**WRITTEN REQUEST**. Return each line of the entries below that contains the string "bridge", copied in full.

Rows from a box labeling dataset
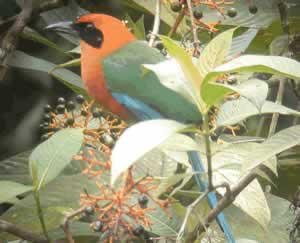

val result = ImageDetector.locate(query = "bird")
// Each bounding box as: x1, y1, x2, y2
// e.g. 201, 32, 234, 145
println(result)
47, 13, 235, 243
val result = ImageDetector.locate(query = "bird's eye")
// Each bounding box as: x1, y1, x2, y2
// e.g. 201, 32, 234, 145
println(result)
85, 23, 95, 30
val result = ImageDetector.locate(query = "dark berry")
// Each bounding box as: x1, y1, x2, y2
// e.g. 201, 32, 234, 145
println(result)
44, 105, 52, 113
227, 8, 237, 18
66, 118, 75, 126
66, 101, 75, 111
249, 5, 258, 14
41, 134, 49, 141
138, 195, 149, 208
227, 76, 237, 84
93, 221, 103, 232
43, 114, 51, 122
193, 9, 203, 19
93, 110, 101, 118
84, 206, 95, 215
101, 133, 115, 147
171, 2, 182, 12
155, 41, 165, 51
76, 95, 84, 104
132, 224, 145, 236
56, 104, 66, 114
80, 110, 88, 116
52, 127, 60, 132
57, 97, 66, 105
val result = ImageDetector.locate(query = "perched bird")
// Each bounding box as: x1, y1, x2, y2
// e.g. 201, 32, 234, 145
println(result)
47, 14, 235, 243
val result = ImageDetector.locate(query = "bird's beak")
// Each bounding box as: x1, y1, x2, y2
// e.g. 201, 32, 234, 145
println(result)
45, 21, 78, 35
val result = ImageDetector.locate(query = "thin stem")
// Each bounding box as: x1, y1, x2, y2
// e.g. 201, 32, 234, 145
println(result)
61, 206, 86, 243
168, 7, 185, 37
203, 112, 213, 191
269, 78, 286, 137
0, 220, 49, 243
33, 191, 49, 240
149, 0, 161, 47
186, 0, 200, 55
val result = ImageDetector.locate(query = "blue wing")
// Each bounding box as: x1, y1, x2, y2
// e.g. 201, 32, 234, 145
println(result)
112, 93, 235, 243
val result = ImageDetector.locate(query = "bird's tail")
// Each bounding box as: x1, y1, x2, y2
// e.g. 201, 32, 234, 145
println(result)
188, 151, 235, 243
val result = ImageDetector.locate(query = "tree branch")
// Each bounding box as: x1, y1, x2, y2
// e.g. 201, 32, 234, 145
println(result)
186, 173, 256, 242
0, 0, 36, 80
0, 220, 49, 243
149, 0, 161, 47
61, 206, 86, 243
0, 0, 64, 80
0, 0, 65, 27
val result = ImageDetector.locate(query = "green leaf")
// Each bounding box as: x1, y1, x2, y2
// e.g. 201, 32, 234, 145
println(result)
0, 174, 98, 242
201, 55, 300, 108
125, 14, 146, 40
29, 128, 83, 190
227, 28, 258, 59
0, 181, 32, 203
225, 193, 295, 243
0, 151, 31, 184
160, 36, 203, 108
8, 51, 86, 94
225, 78, 269, 110
111, 119, 186, 184
216, 97, 300, 127
147, 201, 182, 237
121, 0, 188, 34
197, 28, 236, 77
244, 125, 300, 171
206, 143, 271, 228
209, 55, 300, 82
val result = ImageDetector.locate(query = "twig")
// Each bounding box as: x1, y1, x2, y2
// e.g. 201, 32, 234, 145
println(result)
186, 0, 200, 56
149, 0, 161, 47
203, 113, 214, 191
0, 0, 36, 80
268, 78, 286, 137
187, 173, 256, 242
0, 0, 64, 27
168, 7, 185, 37
0, 220, 49, 243
61, 206, 86, 243
33, 190, 49, 239
176, 182, 231, 243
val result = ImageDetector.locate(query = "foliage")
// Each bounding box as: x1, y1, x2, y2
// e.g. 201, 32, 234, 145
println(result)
0, 0, 300, 243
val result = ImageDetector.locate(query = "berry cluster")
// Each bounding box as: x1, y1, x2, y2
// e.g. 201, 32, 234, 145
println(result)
80, 168, 171, 242
40, 95, 127, 152
41, 95, 175, 242
168, 0, 258, 32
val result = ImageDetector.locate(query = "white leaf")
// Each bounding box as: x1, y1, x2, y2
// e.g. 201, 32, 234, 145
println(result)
111, 119, 186, 184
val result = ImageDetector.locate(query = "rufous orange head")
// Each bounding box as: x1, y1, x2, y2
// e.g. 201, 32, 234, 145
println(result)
73, 14, 135, 57
47, 14, 136, 118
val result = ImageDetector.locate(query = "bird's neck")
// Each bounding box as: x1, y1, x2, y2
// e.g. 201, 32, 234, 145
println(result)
80, 30, 135, 119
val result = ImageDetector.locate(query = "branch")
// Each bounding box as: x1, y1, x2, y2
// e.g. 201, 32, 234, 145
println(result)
168, 6, 185, 37
0, 0, 64, 80
149, 0, 161, 47
61, 206, 86, 243
0, 0, 65, 27
268, 78, 287, 137
0, 0, 36, 80
186, 173, 256, 242
0, 220, 49, 243
186, 0, 200, 56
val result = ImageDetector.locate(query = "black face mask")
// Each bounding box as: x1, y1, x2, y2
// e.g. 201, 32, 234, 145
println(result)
72, 22, 104, 48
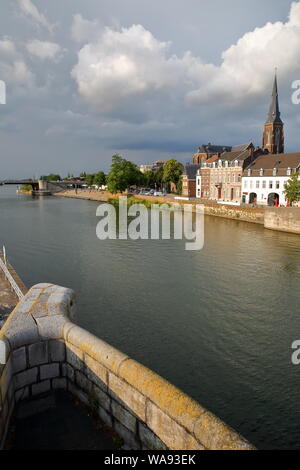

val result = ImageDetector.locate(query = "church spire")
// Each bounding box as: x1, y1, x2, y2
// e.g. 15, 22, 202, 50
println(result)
262, 71, 284, 154
266, 70, 282, 124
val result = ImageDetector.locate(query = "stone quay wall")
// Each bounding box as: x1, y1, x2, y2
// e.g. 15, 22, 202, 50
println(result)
0, 284, 253, 450
265, 207, 300, 234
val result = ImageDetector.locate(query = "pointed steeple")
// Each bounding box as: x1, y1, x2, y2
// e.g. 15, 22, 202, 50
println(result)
262, 72, 284, 154
266, 72, 283, 124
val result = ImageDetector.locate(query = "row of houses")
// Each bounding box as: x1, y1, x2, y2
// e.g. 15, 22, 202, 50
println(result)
182, 76, 300, 206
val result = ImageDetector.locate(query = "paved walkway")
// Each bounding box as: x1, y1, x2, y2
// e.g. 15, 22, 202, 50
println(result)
6, 390, 121, 450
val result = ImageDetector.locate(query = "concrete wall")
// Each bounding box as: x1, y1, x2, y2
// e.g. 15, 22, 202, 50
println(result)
0, 284, 253, 450
265, 207, 300, 234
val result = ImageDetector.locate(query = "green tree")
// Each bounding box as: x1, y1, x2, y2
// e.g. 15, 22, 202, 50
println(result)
94, 171, 106, 186
40, 173, 61, 181
284, 173, 300, 205
107, 154, 143, 193
143, 170, 156, 188
162, 158, 182, 191
85, 174, 95, 186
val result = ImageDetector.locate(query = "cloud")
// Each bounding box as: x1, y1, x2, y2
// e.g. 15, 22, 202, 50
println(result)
72, 2, 300, 112
0, 38, 34, 89
187, 2, 300, 105
71, 13, 101, 42
18, 0, 53, 31
0, 38, 16, 56
72, 25, 189, 110
26, 39, 62, 60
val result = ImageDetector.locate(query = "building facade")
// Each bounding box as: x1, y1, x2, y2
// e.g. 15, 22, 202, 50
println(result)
242, 153, 300, 206
262, 75, 284, 154
196, 142, 262, 204
181, 164, 200, 198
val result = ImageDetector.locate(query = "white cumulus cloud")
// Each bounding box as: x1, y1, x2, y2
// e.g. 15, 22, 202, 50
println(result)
18, 0, 53, 31
72, 2, 300, 111
187, 2, 300, 104
26, 39, 62, 60
71, 13, 101, 42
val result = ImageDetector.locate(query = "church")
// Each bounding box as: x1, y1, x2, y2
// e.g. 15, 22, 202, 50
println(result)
183, 74, 300, 205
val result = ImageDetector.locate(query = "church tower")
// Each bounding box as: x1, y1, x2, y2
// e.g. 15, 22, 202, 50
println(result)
262, 74, 284, 153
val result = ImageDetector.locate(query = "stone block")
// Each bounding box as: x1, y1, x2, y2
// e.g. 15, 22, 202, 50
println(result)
49, 340, 66, 362
52, 377, 67, 390
90, 385, 110, 411
36, 315, 67, 339
15, 387, 29, 403
113, 421, 141, 450
40, 364, 60, 380
138, 421, 168, 450
66, 343, 84, 371
68, 382, 90, 406
3, 310, 40, 349
28, 341, 48, 367
111, 400, 137, 434
31, 380, 51, 396
0, 335, 10, 365
15, 367, 38, 390
194, 411, 254, 450
12, 346, 27, 374
0, 359, 13, 403
75, 371, 92, 394
67, 326, 128, 373
147, 402, 204, 450
98, 407, 113, 428
84, 354, 107, 391
108, 372, 146, 421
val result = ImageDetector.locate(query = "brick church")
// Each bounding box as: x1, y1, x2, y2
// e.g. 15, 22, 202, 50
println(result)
182, 74, 300, 205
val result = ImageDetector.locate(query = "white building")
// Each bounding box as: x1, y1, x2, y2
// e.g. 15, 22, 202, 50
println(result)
242, 153, 300, 206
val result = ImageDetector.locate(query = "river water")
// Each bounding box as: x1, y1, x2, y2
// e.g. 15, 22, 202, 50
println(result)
0, 187, 300, 449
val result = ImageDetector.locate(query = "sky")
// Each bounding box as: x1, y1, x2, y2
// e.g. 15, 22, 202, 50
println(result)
0, 0, 300, 180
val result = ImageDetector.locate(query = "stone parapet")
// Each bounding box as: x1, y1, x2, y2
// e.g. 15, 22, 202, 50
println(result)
0, 284, 253, 450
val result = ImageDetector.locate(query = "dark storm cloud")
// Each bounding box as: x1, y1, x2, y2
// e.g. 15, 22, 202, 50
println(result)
0, 0, 300, 177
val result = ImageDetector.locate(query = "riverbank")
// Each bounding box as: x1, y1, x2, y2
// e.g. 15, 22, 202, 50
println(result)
54, 189, 265, 225
0, 251, 27, 329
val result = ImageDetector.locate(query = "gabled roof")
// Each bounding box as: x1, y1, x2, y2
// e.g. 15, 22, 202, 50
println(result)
197, 143, 232, 154
246, 152, 300, 174
266, 74, 282, 124
183, 163, 201, 180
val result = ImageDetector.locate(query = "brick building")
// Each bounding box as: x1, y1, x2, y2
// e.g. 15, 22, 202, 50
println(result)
182, 163, 200, 197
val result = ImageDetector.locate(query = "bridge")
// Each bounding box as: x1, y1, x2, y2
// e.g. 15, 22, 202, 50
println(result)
0, 179, 84, 194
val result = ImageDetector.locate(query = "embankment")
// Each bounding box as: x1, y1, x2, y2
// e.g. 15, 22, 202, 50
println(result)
55, 190, 265, 224
0, 284, 253, 450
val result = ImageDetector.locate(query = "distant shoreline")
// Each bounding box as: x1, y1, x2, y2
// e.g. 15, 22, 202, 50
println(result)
53, 189, 265, 225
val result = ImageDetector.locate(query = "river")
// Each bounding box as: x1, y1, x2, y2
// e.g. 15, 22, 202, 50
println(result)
0, 186, 300, 449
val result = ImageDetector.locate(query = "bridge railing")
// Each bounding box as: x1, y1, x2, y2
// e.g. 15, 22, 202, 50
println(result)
0, 252, 24, 300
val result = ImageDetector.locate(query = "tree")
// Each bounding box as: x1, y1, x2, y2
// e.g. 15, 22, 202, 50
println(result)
94, 171, 106, 186
85, 174, 95, 186
284, 173, 300, 205
143, 170, 156, 188
162, 158, 182, 193
107, 154, 143, 193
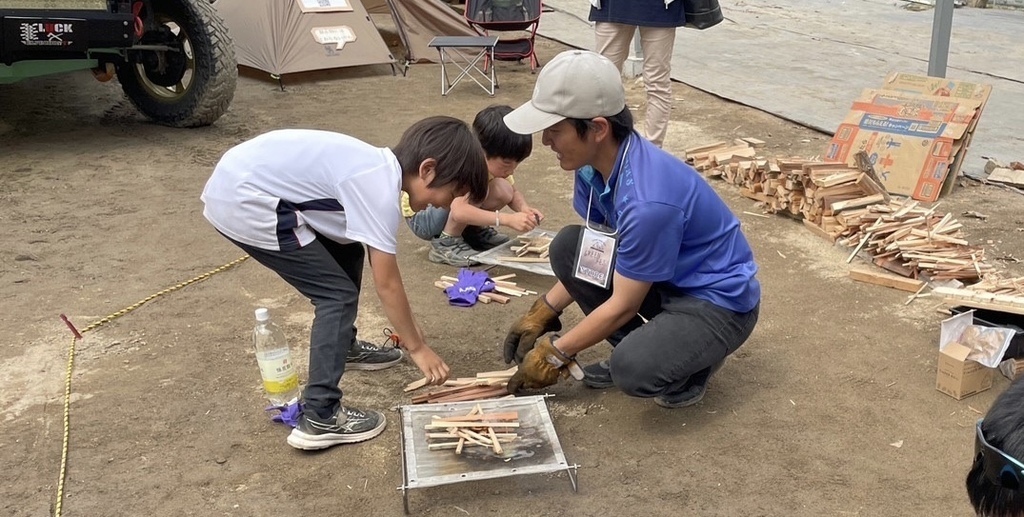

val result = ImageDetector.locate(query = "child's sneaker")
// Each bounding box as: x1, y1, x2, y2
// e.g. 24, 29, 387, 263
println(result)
288, 406, 387, 450
345, 340, 402, 370
583, 359, 615, 389
427, 236, 476, 267
462, 226, 509, 251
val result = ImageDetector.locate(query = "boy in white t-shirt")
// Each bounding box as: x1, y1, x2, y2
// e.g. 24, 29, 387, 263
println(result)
401, 105, 544, 267
201, 117, 487, 449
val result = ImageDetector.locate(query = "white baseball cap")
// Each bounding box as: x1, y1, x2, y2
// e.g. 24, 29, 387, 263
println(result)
504, 50, 626, 134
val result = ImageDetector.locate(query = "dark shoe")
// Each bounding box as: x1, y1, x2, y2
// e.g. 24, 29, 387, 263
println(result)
427, 236, 476, 267
583, 359, 615, 389
288, 406, 387, 450
654, 359, 725, 410
345, 340, 402, 370
462, 226, 509, 251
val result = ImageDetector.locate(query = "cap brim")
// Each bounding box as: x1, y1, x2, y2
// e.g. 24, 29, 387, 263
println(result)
503, 102, 565, 135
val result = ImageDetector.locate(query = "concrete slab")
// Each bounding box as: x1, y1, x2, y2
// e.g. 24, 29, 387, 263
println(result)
539, 0, 1024, 170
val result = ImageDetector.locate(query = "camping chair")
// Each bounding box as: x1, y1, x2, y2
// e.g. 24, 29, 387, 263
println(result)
465, 0, 542, 74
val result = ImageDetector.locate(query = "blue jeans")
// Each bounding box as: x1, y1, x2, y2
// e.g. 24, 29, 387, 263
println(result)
228, 233, 366, 419
406, 207, 451, 241
550, 225, 760, 397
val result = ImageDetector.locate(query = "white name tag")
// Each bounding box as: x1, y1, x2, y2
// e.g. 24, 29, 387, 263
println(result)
573, 227, 616, 289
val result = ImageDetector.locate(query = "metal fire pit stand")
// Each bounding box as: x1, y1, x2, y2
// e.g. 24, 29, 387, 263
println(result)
398, 395, 580, 515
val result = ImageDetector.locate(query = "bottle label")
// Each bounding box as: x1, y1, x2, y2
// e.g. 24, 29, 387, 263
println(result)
256, 348, 299, 394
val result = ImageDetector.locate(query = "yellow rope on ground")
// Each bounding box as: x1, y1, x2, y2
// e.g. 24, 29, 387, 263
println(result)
53, 255, 249, 517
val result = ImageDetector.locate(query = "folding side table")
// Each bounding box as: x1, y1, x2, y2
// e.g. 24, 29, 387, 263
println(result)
428, 36, 498, 97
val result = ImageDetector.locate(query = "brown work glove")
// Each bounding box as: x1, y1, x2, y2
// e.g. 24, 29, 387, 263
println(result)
505, 295, 562, 364
508, 336, 571, 393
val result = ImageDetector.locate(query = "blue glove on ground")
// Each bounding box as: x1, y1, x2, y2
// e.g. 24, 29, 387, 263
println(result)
265, 400, 302, 427
444, 268, 495, 307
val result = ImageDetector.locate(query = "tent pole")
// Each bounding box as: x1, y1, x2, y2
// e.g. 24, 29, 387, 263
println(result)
928, 0, 953, 77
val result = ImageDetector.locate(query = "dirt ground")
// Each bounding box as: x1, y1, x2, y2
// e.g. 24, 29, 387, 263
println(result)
6, 32, 1024, 517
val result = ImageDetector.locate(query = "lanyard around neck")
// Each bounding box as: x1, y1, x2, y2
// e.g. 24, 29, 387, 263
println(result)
585, 134, 633, 235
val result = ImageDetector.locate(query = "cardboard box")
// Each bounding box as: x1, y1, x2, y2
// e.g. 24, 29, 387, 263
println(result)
935, 311, 995, 400
825, 89, 979, 202
824, 73, 992, 202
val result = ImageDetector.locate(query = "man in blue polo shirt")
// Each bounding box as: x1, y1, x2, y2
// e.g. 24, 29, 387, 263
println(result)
504, 50, 761, 407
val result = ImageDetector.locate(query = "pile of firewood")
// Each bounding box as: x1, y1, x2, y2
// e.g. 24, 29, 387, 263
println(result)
425, 404, 519, 455
840, 200, 995, 283
434, 273, 537, 305
686, 139, 994, 283
404, 367, 518, 404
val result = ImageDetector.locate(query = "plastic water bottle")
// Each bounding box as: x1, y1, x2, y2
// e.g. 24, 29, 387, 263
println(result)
253, 307, 299, 405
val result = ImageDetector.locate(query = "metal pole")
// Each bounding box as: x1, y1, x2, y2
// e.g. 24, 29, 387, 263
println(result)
623, 28, 643, 79
928, 0, 953, 77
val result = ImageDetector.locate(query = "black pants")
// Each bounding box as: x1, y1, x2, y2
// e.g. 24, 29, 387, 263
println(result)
228, 234, 366, 418
550, 225, 760, 397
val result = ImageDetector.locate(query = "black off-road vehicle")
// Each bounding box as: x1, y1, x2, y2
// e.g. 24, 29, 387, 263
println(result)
0, 0, 238, 127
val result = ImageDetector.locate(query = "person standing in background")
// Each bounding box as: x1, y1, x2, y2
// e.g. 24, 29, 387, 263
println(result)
590, 0, 686, 147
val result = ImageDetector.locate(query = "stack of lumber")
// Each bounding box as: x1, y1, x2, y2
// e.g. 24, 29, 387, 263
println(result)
434, 273, 537, 305
967, 275, 1024, 296
424, 404, 519, 455
932, 288, 1024, 314
686, 139, 994, 282
404, 367, 518, 404
498, 235, 552, 262
685, 138, 889, 233
840, 199, 994, 284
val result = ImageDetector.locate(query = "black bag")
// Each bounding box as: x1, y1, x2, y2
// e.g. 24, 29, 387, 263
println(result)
682, 0, 725, 31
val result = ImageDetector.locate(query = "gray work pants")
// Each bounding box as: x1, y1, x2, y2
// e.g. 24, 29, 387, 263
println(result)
550, 225, 760, 397
228, 234, 366, 419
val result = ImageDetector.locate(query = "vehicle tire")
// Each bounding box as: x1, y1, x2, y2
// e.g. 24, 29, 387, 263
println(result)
117, 0, 239, 127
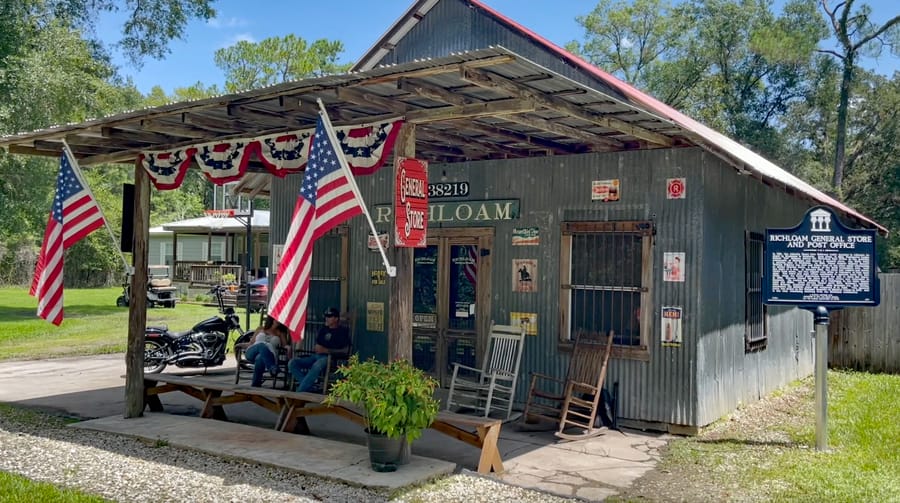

**OUTPUT FOR THIS TASK**.
val result = ImageDetector.locate(query = "bridge")
val result = ImageDetector.locate(query = "bridge railing")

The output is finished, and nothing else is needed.